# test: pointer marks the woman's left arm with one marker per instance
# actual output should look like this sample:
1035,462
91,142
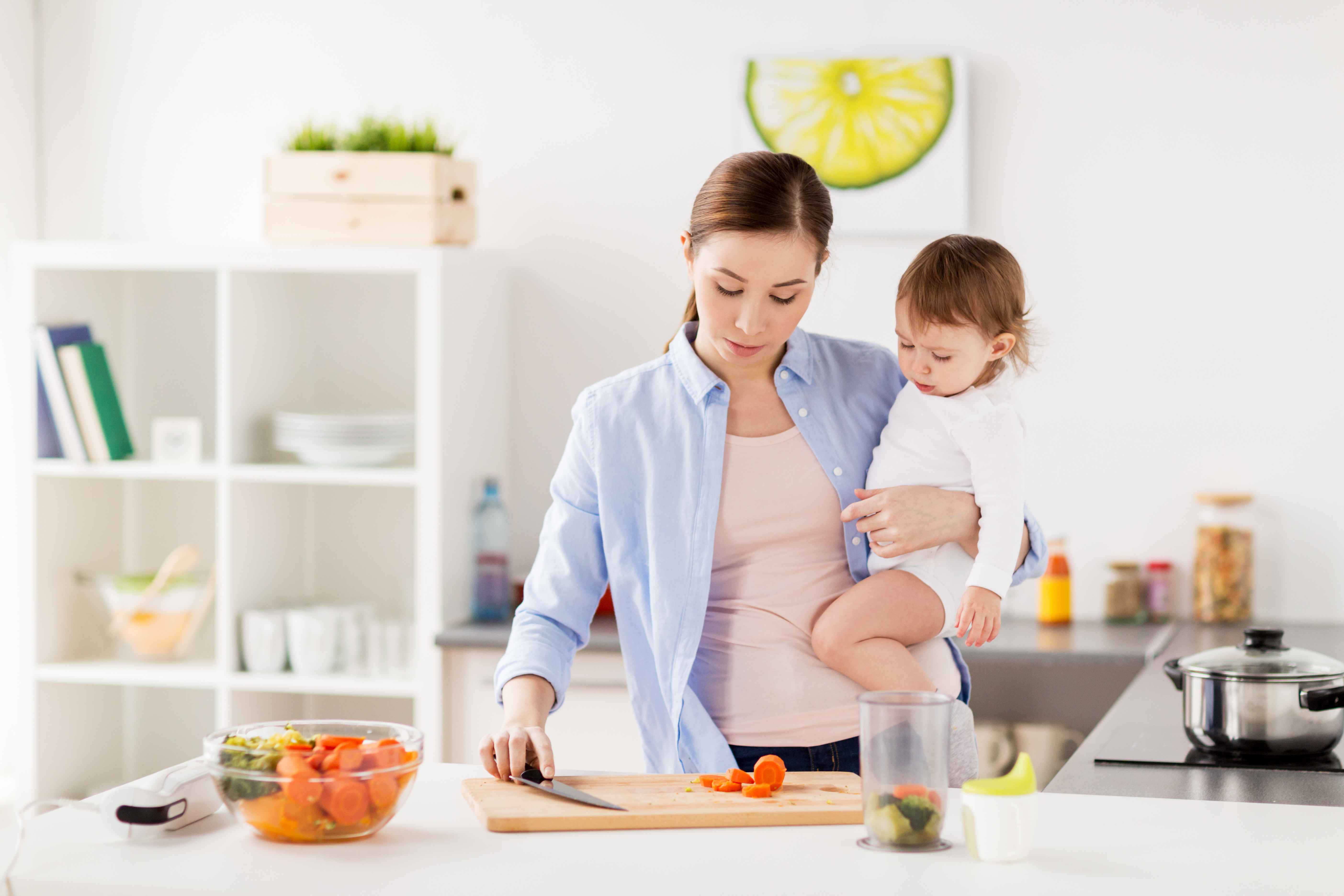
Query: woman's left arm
912,518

**YOUR OBJECTIVE:** Although the entries contain pictures, reproduce only the rest, exactly as written.

**TASK RESPONSE:**
# test: pointer marks the woman's left arm with one marker per instance
# actual output should look like this sample:
1035,462
91,142
Query: woman's left arm
912,518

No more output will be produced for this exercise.